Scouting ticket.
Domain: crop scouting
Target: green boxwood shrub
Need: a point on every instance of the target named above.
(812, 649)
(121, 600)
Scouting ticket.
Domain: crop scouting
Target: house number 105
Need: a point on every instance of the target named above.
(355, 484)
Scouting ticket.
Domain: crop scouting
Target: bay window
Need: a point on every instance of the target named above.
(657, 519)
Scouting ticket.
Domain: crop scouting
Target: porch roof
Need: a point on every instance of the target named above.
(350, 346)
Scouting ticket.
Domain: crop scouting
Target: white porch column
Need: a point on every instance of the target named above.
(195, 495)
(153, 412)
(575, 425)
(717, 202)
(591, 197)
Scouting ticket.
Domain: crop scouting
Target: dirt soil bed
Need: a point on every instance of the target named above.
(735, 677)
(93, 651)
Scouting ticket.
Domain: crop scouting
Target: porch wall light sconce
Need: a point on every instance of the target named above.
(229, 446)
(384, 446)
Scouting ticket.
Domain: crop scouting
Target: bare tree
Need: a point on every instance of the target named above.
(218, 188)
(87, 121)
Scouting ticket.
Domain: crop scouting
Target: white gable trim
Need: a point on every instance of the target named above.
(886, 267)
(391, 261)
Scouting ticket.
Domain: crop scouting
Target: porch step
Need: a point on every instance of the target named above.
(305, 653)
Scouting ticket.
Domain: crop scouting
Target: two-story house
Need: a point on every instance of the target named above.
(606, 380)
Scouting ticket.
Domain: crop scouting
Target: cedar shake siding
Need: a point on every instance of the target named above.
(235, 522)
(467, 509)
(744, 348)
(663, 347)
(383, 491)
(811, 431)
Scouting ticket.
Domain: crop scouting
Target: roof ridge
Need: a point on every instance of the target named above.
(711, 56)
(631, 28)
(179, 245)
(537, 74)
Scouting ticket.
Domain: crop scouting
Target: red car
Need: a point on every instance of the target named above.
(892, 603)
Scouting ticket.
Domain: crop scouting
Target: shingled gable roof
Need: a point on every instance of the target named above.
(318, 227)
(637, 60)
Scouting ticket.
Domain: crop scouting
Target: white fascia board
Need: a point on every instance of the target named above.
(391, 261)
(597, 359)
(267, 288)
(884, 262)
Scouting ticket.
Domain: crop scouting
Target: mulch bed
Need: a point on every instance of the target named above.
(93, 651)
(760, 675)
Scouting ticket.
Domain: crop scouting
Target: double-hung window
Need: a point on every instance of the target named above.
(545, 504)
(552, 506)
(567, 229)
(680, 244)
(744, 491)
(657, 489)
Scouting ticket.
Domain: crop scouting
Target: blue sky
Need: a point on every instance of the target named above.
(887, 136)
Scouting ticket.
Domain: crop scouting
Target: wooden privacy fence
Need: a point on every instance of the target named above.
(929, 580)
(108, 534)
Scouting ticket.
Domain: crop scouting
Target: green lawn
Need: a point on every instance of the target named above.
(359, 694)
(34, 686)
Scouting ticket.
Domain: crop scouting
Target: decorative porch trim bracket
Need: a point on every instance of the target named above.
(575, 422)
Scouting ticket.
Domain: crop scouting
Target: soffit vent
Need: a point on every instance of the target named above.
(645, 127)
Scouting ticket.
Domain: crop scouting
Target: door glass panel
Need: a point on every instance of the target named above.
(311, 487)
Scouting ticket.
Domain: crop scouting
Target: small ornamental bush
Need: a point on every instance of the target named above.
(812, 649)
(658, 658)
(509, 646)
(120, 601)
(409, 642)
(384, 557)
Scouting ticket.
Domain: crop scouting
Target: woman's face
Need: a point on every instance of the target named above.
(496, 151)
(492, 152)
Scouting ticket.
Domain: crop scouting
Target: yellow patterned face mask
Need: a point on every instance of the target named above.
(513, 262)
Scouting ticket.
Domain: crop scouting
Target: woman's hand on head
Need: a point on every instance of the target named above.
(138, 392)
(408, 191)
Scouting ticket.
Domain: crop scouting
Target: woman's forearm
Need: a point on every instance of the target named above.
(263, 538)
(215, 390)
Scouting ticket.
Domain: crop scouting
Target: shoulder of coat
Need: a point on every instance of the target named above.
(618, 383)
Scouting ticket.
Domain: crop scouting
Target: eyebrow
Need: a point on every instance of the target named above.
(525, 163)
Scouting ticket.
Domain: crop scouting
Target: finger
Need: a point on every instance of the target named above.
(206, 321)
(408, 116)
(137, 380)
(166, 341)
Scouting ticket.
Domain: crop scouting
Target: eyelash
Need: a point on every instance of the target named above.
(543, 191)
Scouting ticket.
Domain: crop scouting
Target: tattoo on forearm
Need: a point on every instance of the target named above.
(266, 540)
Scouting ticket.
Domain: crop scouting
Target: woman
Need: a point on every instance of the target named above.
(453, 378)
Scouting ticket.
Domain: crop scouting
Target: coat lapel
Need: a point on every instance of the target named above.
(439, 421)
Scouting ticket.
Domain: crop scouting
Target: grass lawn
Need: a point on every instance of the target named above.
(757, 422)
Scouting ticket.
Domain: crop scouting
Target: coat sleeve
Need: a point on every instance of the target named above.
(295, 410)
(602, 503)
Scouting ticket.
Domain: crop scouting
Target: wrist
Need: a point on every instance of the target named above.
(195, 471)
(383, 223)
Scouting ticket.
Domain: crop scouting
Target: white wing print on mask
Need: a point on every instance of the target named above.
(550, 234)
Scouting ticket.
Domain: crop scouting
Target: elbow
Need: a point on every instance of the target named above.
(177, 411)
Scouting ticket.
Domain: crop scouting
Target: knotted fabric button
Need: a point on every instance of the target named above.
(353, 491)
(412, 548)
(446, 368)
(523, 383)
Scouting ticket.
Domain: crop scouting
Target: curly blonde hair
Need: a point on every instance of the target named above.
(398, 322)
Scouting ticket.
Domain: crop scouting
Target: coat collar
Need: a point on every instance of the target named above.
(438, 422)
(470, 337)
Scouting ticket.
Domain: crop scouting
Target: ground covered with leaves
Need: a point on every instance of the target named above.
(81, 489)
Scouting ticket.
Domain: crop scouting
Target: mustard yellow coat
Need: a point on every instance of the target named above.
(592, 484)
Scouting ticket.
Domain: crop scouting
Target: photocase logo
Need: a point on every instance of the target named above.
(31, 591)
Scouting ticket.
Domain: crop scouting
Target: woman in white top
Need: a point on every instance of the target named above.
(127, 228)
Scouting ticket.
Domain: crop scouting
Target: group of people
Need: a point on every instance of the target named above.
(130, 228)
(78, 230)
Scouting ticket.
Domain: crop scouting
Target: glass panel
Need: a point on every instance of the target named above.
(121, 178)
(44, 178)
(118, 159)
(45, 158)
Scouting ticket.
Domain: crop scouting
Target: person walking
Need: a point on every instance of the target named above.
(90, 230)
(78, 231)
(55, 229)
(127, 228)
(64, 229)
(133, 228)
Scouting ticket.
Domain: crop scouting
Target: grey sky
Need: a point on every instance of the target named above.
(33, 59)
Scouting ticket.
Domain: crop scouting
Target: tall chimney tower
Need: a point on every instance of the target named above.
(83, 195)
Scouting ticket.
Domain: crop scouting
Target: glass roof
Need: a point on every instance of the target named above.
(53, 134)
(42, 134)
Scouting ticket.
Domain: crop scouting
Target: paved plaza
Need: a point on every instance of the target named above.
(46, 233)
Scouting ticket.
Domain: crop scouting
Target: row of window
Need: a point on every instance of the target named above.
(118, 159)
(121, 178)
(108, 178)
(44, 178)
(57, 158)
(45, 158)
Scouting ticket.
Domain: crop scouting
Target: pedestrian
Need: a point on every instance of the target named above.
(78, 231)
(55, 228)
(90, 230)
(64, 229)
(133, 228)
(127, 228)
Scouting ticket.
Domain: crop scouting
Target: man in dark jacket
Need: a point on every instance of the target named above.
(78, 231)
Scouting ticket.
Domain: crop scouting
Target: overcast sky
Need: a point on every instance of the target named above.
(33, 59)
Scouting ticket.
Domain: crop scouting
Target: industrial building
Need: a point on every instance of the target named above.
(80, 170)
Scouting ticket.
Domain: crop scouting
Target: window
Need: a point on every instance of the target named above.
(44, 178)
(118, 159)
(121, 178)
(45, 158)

_ _ _

**Assignment:** What lines in the records above include the string "green"? Copy each one.

**Answer to this exercise:**
Target: green boxwood shrub
Target: green lawn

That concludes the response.